[Stored items]
+===+

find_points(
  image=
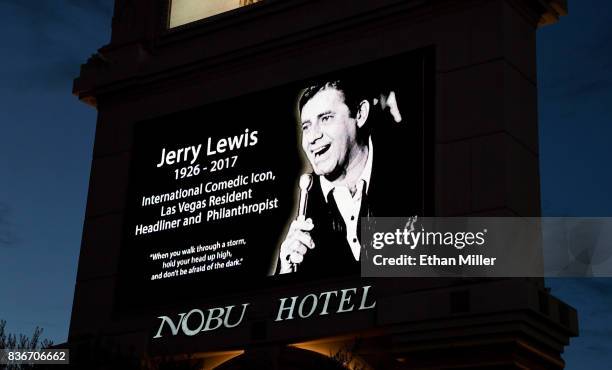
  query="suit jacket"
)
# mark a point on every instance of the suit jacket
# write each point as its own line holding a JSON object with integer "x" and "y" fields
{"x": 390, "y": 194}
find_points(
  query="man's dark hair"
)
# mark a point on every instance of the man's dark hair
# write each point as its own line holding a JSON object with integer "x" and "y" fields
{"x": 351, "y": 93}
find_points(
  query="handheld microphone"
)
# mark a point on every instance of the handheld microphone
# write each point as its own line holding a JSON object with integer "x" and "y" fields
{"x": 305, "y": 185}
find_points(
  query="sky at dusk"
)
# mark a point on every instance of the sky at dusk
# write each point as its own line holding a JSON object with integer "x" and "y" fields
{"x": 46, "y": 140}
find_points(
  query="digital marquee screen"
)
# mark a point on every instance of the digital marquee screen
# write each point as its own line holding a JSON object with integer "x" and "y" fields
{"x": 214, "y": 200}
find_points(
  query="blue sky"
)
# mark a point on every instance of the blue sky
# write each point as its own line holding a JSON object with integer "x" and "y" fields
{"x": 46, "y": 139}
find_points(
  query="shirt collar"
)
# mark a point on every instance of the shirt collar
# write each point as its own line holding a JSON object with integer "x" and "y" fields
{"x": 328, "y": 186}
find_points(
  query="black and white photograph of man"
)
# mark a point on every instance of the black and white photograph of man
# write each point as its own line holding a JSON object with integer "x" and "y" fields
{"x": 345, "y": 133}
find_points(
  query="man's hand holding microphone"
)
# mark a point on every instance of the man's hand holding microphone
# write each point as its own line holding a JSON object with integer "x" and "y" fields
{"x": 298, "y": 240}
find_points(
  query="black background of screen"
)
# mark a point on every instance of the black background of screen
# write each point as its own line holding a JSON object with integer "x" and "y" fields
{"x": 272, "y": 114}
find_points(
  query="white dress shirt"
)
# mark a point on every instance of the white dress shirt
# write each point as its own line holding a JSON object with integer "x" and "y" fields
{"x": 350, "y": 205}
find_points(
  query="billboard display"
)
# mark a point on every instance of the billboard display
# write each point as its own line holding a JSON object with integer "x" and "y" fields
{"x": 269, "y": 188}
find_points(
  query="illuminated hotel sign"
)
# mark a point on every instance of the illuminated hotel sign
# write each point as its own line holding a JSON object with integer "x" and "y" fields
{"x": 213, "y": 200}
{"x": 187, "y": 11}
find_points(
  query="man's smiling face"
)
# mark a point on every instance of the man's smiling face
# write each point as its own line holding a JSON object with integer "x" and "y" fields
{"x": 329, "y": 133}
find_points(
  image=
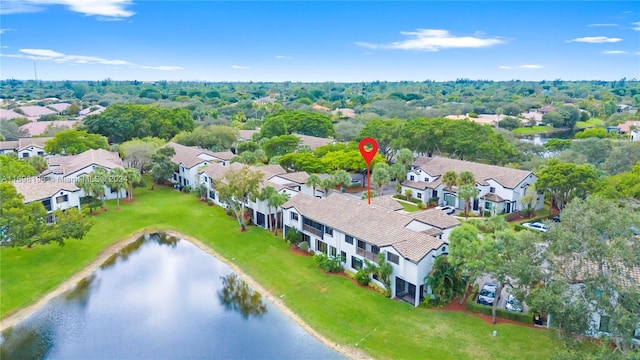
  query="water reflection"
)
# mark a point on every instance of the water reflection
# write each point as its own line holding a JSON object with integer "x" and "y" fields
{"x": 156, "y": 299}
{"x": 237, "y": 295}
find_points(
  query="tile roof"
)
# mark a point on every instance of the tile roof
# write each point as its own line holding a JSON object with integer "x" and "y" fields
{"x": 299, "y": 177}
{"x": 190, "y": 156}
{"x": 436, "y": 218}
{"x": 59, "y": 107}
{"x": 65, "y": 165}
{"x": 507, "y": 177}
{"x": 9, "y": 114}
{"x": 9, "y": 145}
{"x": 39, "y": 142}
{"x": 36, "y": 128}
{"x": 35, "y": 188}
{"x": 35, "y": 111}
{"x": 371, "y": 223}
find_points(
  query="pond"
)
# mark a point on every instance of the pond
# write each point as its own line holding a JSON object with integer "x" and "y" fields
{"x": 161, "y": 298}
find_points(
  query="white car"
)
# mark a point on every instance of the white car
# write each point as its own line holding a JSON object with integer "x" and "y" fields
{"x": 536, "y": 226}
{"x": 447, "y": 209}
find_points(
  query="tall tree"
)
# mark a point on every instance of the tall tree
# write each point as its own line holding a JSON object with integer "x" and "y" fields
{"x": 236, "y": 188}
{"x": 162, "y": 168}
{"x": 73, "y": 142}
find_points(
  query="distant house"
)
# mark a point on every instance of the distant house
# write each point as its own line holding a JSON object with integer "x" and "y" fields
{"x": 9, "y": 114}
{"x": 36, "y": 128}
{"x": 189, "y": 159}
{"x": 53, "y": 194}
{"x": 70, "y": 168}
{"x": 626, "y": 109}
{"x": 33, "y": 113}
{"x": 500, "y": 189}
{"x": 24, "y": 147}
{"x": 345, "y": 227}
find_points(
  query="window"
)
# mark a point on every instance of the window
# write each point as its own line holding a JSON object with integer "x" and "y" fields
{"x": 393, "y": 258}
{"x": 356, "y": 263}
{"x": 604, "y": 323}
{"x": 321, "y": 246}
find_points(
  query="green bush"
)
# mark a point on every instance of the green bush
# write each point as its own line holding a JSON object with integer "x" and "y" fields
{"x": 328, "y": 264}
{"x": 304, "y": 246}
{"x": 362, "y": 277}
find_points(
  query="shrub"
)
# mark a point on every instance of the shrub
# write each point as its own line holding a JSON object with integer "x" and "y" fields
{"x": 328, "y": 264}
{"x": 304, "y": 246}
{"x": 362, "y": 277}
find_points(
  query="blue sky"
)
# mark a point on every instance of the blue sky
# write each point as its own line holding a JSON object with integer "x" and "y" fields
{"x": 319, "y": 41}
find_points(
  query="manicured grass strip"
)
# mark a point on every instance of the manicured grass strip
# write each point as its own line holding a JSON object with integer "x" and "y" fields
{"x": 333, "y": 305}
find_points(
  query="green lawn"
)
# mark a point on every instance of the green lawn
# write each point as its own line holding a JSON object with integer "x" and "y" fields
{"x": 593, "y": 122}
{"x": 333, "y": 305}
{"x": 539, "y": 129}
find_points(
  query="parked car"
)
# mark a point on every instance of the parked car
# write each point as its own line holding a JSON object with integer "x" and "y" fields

+===+

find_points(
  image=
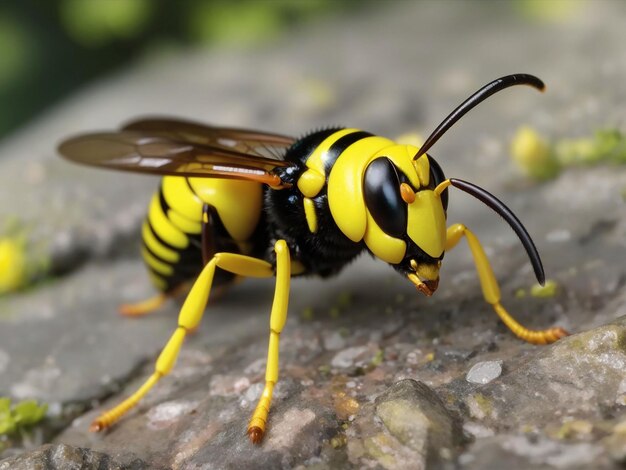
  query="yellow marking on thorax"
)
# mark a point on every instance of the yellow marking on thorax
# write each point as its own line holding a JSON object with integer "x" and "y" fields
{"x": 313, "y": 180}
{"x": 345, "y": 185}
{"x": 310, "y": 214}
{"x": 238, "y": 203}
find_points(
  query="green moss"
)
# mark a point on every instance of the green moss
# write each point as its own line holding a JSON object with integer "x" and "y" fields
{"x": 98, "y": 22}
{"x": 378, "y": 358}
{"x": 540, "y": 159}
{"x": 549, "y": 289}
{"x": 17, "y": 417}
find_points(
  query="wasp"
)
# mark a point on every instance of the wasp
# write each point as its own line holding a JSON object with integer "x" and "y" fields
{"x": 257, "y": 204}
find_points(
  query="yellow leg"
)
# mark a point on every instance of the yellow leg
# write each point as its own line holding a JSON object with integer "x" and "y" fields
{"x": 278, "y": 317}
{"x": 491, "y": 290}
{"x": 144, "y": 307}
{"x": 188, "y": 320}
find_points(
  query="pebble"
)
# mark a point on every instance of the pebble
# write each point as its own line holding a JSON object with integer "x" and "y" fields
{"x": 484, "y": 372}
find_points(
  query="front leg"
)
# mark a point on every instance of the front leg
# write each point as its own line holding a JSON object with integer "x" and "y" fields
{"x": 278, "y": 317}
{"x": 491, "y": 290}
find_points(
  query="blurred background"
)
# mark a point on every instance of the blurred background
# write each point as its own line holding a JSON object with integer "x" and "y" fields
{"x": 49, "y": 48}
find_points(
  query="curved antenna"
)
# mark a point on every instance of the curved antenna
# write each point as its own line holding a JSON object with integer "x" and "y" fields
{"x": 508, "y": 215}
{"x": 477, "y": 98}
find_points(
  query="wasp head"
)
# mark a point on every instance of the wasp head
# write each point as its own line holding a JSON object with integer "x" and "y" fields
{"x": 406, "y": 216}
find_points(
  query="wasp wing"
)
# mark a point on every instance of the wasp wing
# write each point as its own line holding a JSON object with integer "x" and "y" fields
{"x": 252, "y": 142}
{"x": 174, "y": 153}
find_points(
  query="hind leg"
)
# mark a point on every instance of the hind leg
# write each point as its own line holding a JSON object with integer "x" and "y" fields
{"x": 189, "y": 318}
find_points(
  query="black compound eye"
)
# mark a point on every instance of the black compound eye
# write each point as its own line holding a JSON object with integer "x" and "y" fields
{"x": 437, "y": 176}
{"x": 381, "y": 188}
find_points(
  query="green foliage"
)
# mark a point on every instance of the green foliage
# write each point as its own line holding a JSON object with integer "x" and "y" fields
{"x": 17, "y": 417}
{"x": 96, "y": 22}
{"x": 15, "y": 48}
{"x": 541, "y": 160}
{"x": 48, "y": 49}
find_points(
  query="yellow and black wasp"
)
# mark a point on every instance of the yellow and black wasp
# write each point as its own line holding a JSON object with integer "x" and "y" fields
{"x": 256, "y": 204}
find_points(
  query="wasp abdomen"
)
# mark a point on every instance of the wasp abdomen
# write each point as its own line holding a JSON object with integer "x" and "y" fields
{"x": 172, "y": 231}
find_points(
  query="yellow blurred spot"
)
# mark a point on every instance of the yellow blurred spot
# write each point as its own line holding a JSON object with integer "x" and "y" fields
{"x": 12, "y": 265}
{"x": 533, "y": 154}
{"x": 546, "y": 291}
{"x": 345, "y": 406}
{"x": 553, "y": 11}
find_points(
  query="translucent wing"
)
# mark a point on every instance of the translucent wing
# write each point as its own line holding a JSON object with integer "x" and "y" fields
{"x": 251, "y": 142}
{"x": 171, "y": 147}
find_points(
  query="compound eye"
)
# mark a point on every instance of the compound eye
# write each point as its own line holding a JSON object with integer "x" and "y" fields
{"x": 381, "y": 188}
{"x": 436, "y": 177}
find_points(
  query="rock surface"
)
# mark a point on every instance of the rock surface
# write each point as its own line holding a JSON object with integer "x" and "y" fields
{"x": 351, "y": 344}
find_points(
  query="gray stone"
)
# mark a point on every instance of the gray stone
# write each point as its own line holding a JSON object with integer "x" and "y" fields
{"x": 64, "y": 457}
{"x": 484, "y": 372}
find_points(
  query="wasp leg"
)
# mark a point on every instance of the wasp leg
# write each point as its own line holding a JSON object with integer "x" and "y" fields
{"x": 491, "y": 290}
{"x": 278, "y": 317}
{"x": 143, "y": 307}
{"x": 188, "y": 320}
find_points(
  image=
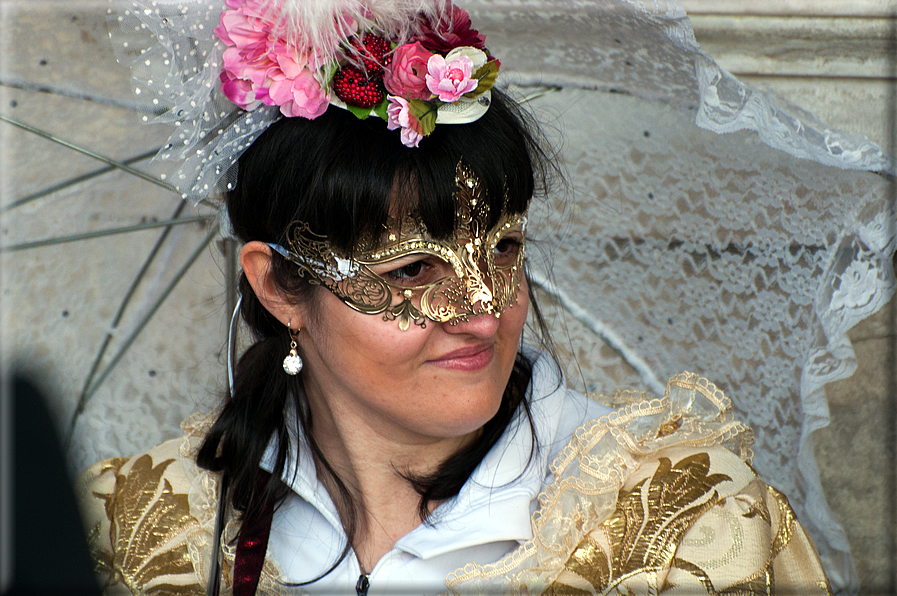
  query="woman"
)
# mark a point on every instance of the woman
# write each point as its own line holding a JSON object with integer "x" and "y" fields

+===+

TASK GOAL
Work out how many lines in the records above contain the word "foliage", and reply with that number alone.

SOLUTION TO THIS TASK
2